### THE PROBLEM
Count the lines in the rows below that contain the string "white", and reply with that number alone.

□ □ □ □ □ □ □

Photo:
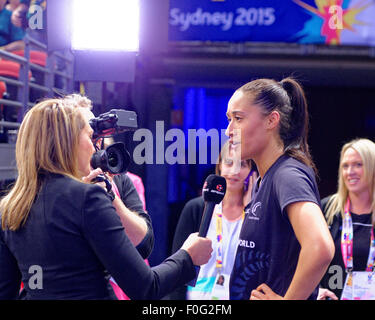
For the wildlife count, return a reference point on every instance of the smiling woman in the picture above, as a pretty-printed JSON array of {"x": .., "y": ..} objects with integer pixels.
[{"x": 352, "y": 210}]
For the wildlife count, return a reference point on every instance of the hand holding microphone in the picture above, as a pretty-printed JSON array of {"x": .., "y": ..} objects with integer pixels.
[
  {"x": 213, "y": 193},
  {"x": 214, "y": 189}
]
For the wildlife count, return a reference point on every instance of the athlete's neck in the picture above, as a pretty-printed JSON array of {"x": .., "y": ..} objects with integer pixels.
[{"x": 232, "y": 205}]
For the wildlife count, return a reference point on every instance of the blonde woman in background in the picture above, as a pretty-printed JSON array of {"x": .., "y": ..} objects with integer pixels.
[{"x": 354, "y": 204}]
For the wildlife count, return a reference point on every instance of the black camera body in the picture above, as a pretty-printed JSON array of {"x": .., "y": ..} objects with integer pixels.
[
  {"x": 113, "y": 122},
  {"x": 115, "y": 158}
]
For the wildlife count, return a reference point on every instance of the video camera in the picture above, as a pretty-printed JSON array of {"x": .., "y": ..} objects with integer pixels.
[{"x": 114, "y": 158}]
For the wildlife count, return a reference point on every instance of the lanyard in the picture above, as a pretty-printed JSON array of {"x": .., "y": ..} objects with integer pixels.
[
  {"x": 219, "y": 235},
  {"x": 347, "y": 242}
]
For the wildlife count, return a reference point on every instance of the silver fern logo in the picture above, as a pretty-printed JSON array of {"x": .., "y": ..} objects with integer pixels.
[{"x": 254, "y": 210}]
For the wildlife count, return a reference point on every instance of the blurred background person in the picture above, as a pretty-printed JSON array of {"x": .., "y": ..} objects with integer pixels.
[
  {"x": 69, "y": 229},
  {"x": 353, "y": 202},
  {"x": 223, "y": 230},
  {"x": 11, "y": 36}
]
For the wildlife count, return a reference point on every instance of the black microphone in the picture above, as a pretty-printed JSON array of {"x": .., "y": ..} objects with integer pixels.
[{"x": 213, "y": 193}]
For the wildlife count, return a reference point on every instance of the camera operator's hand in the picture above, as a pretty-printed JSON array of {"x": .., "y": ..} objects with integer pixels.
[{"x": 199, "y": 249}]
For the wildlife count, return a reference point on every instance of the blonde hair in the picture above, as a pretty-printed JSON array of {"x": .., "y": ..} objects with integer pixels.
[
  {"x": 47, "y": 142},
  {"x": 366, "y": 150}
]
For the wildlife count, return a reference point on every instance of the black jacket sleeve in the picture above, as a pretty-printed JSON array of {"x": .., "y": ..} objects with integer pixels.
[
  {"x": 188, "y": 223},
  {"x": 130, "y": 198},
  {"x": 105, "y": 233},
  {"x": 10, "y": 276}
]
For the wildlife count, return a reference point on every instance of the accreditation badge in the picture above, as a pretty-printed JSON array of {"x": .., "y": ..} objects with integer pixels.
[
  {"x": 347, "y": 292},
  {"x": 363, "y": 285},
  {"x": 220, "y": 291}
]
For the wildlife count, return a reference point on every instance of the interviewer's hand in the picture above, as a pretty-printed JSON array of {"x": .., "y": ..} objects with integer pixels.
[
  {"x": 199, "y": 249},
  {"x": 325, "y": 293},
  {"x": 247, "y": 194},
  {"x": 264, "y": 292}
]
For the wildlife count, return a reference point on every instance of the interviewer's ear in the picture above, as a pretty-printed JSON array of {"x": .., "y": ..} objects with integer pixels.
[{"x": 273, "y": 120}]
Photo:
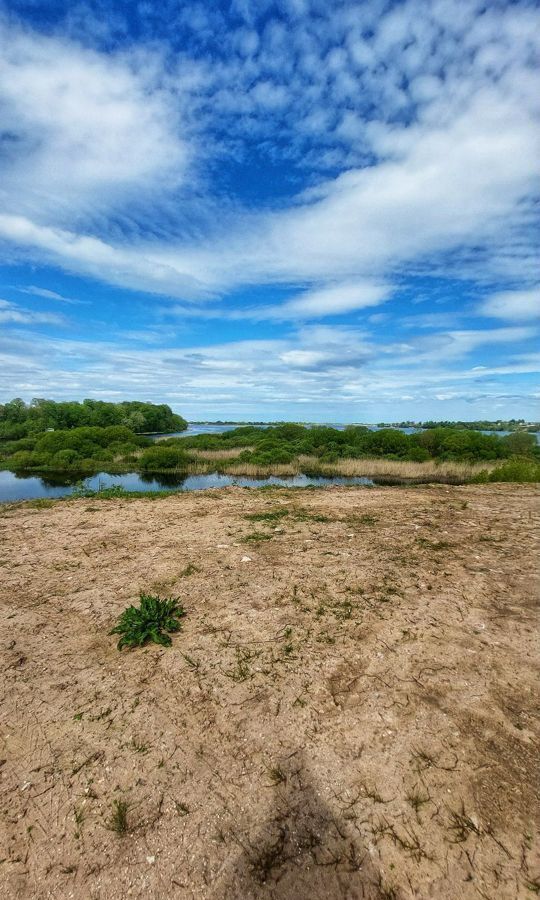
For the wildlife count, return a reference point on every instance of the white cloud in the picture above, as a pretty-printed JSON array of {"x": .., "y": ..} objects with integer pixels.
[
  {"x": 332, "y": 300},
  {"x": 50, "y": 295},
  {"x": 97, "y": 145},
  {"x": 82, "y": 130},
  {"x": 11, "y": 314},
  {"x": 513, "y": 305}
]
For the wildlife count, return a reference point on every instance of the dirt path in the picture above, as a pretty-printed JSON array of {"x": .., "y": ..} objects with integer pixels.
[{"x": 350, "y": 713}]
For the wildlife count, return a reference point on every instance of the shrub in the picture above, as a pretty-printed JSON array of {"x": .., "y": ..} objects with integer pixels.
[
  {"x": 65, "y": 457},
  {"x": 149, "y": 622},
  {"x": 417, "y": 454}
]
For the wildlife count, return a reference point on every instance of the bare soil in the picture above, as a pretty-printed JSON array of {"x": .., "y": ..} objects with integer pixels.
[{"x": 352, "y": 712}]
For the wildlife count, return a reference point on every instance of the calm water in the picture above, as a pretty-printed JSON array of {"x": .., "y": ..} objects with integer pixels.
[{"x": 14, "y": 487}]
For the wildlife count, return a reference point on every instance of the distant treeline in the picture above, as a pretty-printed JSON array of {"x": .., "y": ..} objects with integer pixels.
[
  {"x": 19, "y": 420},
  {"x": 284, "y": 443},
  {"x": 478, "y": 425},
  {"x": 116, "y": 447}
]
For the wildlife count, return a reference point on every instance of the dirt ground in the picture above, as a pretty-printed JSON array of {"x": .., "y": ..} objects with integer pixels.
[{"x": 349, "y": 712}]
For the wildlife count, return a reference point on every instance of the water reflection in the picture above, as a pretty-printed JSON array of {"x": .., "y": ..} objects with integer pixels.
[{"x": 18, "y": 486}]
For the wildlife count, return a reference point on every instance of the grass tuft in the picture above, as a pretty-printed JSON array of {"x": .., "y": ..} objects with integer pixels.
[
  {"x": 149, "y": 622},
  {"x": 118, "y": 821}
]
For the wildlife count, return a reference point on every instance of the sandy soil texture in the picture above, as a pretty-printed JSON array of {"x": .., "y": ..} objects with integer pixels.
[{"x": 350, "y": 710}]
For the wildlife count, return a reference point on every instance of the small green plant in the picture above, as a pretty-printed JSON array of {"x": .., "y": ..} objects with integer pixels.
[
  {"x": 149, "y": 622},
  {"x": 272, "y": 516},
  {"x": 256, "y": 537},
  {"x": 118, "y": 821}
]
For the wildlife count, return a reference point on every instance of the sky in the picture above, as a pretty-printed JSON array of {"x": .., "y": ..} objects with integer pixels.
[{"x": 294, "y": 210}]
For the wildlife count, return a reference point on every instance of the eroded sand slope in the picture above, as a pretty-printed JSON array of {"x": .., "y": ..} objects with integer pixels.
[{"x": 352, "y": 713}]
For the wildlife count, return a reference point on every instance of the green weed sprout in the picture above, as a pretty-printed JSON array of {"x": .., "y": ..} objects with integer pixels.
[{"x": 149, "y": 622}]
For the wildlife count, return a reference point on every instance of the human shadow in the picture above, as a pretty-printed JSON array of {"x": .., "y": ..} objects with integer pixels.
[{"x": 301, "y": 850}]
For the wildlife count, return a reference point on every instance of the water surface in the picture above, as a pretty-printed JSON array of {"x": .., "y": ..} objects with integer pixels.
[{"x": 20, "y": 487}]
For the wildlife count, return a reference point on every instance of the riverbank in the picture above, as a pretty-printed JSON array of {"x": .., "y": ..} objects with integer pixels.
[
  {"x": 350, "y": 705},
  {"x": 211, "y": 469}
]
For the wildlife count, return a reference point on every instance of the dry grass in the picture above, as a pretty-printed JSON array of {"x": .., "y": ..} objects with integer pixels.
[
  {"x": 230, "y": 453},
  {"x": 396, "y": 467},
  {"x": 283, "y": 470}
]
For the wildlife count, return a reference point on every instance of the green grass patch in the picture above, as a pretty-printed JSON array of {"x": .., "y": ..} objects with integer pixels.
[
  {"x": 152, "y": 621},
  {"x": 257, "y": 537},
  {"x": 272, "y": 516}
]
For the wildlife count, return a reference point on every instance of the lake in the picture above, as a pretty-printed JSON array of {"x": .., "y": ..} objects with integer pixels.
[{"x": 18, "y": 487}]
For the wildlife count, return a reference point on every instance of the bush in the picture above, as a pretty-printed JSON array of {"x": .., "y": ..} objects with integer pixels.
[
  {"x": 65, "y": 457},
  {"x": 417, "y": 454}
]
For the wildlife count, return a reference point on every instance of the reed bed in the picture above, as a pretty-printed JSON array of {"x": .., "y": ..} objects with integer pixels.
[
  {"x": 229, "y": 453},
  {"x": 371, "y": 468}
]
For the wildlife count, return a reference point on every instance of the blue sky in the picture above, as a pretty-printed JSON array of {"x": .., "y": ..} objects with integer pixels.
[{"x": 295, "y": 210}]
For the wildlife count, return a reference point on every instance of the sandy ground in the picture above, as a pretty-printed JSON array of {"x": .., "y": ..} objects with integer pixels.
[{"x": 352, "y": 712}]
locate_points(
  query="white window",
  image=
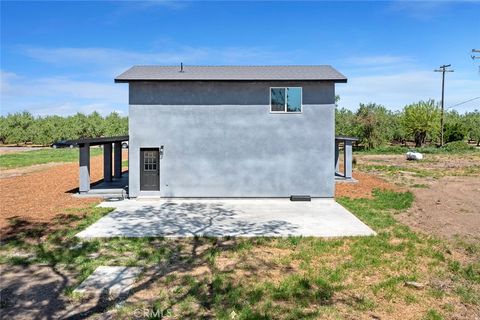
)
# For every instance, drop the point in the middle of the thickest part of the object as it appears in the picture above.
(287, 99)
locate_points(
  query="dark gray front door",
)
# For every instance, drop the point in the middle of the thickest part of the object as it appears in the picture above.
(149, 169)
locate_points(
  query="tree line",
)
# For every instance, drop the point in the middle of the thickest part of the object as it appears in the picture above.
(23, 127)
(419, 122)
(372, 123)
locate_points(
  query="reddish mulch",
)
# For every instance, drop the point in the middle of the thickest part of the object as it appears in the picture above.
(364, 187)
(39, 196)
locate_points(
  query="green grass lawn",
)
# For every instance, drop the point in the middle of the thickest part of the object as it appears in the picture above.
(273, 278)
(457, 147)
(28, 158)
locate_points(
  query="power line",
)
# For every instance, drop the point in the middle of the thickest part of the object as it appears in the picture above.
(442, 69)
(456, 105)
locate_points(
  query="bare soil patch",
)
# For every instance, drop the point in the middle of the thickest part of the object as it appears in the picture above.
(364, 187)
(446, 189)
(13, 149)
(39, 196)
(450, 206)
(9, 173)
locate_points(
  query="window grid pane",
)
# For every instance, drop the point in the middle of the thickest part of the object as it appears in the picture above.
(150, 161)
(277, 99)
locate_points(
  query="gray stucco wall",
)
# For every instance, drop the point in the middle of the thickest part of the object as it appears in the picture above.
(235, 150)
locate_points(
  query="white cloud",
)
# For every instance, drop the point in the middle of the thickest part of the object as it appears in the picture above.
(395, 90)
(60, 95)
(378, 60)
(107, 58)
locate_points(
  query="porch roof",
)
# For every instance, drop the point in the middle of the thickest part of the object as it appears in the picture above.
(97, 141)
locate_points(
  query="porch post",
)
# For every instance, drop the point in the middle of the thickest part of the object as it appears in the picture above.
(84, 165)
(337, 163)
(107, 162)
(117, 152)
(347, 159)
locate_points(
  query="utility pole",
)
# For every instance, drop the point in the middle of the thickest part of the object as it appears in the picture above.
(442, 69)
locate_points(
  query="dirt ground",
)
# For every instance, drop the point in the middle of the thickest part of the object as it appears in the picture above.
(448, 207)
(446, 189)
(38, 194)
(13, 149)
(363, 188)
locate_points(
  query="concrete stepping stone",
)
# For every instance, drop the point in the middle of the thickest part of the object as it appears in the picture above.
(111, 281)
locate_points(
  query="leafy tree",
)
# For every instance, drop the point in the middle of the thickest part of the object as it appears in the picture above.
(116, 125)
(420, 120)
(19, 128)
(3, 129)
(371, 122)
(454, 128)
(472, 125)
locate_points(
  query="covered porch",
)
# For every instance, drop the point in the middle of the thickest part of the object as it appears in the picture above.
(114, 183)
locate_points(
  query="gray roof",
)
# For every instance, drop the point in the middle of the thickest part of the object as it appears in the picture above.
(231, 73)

□ □ □ □ □ □ □

### TASK SOLUTION
3